> _Texte à lire_:
- - - - - - -

Il convient d’observer ensuite qu’il est tout à fait légitime que la défenderesse ait été plus convaincue par certains documents ou éléments que par d’autres et que, de ce fait, elle leur ait accordé une force juridique probante supérieure. La défenderesse fait observer, en ce sens, qu’elle a bien tenu compte de tous les éléments de preuve avancés par le requérant, mais qu’elle en a privilégié certains en l’espèce.

61
Les éléments auxquels la défenderesse a attribué une force probante supérieure sont notamment les déclarations du requérant contenues dans le courrier électronique envoyé par Mme Hinckley le 4 juillet 2001, ainsi que les renseignements fournis par l’épouse du requérant au service « Privilèges et immunités », le 17 juillet 2001, en vue d’obtenir la carte d’identité spéciale. La défenderesse rappelle à cet égard que la possession de cette carte est pour elle, notamment dans le cas où la famille ne rejoint le fonctionnaire que dans un deuxième temps, une confirmation légale de l’installation en Belgique des membres de la famille d’un fonctionnaire et, partant, un indice particulièrement probant de leur volonté de résider et de s’intégrer socialement au lieu d’affectation d’une façon permanente et durable pour une durée indéterminée mais substantielle. Pour la défenderesse, ce n’est qu’en présence d’autres indices allant très clairement dans un autre sens qu’il serait possible de mettre en doute la présomption qui résulte nécessairement de l’établissement de cette pièce. Elle estime que de tels indices font précisément défaut en l’espèce. La défenderesse fait observer, par ailleurs, que, pour conclure que l’épouse du requérant résidait en Belgique depuis plusieurs mois, elle aurait dû présumer que le requérant et son épouse s’étaient mis en situation de séjour irrégulier.

- - - - - - -

> _Objectif_: D'après le texte à lire, à quelle date l'épouse du requérant a-t-elle fourni des renseignements au service « Privilèges et immunités » ? Les entrées qui suivent ne servent pas à faire cet exercice.

> _Données fournies_:
- - - - - - -

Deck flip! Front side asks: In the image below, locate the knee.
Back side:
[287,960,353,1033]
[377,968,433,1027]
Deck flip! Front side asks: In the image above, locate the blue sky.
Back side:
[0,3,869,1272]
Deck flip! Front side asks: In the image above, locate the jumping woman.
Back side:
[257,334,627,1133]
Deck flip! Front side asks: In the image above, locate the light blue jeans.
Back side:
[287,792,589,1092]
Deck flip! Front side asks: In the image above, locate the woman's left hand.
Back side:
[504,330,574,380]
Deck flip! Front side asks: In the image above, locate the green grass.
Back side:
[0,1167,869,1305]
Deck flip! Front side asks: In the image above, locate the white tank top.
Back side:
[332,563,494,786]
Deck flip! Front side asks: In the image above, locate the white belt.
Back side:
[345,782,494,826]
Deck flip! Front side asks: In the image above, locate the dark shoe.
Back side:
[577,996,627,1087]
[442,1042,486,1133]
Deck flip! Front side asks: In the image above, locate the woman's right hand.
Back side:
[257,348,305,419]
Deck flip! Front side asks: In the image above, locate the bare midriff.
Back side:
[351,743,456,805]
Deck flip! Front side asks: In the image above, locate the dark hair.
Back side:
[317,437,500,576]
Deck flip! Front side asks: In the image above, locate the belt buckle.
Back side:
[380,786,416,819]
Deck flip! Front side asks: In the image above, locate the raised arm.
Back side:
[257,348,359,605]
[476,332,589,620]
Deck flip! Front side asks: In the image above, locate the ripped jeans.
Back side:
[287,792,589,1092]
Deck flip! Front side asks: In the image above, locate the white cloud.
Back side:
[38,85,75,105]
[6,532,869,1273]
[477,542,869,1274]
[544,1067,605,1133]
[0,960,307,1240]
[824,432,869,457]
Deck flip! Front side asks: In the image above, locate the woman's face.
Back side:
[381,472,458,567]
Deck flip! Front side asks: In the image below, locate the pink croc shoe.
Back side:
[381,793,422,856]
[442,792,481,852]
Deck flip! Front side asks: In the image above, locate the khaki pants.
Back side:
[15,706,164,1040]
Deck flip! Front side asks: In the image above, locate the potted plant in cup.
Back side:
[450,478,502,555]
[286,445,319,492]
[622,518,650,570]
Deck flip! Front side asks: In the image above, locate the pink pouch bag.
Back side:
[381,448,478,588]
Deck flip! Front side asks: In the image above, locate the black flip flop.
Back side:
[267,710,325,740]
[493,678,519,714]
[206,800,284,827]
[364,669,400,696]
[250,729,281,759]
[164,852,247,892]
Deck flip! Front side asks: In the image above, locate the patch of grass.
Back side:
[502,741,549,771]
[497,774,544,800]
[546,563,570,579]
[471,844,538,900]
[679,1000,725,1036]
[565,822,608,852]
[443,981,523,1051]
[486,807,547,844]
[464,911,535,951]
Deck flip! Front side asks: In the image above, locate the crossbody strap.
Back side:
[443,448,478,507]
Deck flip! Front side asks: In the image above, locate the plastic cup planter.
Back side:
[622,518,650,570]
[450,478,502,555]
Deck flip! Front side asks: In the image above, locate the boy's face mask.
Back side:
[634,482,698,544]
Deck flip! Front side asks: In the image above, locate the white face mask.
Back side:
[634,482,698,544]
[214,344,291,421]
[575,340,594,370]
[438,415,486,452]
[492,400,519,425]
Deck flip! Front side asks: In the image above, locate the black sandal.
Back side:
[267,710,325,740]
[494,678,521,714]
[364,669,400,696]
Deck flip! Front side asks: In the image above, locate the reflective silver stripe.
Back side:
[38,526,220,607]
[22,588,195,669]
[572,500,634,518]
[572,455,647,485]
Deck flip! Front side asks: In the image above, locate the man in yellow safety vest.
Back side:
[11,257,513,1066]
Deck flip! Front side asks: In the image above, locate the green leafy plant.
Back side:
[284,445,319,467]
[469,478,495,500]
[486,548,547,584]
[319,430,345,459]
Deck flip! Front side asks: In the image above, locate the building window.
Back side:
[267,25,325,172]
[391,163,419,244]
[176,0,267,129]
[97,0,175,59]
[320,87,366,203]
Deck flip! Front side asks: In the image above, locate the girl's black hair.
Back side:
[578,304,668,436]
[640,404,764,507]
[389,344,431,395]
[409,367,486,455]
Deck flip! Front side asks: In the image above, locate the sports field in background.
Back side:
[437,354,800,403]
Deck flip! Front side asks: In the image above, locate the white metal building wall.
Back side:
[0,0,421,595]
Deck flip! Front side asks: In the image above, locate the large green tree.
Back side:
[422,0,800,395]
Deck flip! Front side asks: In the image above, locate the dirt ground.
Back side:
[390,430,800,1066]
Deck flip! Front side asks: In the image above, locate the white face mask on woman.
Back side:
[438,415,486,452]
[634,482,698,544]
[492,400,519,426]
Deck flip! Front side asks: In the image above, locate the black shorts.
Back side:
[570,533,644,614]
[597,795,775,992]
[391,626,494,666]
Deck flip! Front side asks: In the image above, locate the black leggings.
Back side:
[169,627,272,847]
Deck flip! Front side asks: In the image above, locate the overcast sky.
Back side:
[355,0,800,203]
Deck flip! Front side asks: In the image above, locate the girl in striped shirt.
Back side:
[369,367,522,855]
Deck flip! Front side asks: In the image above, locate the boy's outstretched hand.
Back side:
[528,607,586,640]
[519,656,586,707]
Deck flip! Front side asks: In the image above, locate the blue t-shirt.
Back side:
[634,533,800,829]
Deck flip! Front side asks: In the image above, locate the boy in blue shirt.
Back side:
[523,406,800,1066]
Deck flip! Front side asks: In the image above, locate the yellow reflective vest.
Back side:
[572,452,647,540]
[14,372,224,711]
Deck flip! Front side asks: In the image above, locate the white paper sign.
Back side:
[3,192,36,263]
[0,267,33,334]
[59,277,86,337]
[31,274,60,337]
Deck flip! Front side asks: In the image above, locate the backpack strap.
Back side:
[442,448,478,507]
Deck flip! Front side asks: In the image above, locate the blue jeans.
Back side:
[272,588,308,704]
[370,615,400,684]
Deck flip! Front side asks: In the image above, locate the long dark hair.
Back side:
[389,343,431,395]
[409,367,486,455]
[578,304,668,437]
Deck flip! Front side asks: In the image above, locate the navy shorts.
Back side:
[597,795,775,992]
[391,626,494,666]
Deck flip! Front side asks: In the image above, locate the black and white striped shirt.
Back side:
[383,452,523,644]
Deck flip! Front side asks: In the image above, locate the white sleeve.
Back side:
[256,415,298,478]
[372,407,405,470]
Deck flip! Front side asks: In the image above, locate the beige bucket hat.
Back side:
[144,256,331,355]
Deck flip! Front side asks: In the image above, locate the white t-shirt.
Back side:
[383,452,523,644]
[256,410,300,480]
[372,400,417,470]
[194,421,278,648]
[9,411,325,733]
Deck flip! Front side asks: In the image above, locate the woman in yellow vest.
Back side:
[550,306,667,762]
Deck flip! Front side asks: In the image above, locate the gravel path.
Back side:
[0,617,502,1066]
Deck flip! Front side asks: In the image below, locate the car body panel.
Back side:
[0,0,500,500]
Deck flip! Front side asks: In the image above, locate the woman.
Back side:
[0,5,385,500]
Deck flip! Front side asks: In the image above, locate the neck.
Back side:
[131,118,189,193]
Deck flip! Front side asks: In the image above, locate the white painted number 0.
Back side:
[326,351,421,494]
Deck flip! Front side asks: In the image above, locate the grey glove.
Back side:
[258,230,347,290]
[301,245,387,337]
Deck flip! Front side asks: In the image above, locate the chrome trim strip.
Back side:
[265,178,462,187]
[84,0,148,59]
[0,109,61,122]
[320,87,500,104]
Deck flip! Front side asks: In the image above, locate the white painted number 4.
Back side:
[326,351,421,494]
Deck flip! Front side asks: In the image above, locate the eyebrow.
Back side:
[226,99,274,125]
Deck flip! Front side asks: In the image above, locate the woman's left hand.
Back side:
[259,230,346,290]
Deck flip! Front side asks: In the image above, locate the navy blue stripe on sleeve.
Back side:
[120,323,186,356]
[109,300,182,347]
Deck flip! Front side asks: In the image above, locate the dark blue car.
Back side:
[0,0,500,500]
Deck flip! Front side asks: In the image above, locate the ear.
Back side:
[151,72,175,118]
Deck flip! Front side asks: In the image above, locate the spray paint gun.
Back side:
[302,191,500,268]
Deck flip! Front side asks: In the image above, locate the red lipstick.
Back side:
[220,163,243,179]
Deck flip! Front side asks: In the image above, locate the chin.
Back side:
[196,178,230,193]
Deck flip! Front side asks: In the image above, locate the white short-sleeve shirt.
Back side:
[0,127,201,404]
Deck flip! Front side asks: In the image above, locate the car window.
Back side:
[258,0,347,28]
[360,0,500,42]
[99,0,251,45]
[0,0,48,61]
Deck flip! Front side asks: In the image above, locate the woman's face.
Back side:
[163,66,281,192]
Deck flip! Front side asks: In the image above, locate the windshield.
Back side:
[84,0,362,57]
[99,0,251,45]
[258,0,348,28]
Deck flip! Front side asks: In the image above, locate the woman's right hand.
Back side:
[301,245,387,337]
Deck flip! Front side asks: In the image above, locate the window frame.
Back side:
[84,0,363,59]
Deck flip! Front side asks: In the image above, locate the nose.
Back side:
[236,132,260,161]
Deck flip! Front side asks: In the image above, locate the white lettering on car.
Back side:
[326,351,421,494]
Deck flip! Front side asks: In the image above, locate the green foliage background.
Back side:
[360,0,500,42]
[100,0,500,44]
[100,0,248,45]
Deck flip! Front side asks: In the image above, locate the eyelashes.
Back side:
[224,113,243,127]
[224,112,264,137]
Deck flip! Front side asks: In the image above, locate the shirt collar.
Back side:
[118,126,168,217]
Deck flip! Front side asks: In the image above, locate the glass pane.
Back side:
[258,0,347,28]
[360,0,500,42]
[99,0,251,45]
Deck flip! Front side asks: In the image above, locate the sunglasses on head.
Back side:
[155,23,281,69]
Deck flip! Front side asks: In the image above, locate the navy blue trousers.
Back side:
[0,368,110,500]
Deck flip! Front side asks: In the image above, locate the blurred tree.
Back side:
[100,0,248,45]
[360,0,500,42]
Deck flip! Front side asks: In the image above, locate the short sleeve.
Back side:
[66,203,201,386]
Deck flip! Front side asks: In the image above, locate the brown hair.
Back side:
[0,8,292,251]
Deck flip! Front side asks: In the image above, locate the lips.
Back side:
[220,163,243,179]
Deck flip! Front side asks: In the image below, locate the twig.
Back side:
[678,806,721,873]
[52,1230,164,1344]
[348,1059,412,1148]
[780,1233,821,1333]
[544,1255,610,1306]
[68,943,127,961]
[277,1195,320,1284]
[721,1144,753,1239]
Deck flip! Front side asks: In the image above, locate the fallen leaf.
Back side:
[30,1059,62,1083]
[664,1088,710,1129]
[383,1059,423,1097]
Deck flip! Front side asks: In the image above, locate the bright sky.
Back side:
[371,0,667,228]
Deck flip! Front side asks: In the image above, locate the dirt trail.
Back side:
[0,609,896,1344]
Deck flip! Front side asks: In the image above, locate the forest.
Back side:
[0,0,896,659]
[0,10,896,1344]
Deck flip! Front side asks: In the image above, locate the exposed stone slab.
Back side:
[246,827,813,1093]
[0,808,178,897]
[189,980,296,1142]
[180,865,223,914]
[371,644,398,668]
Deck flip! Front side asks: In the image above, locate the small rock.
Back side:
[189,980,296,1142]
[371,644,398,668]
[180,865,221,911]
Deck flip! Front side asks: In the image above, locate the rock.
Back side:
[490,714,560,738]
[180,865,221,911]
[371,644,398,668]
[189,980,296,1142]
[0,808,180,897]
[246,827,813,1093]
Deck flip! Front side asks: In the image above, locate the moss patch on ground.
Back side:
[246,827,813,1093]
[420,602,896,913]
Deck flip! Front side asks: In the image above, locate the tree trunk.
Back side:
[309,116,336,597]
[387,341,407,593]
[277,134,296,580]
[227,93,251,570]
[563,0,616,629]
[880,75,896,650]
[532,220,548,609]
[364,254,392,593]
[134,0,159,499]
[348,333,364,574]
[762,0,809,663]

- - - - - - -

> _Corrigé_: Le 17 juillet 2001.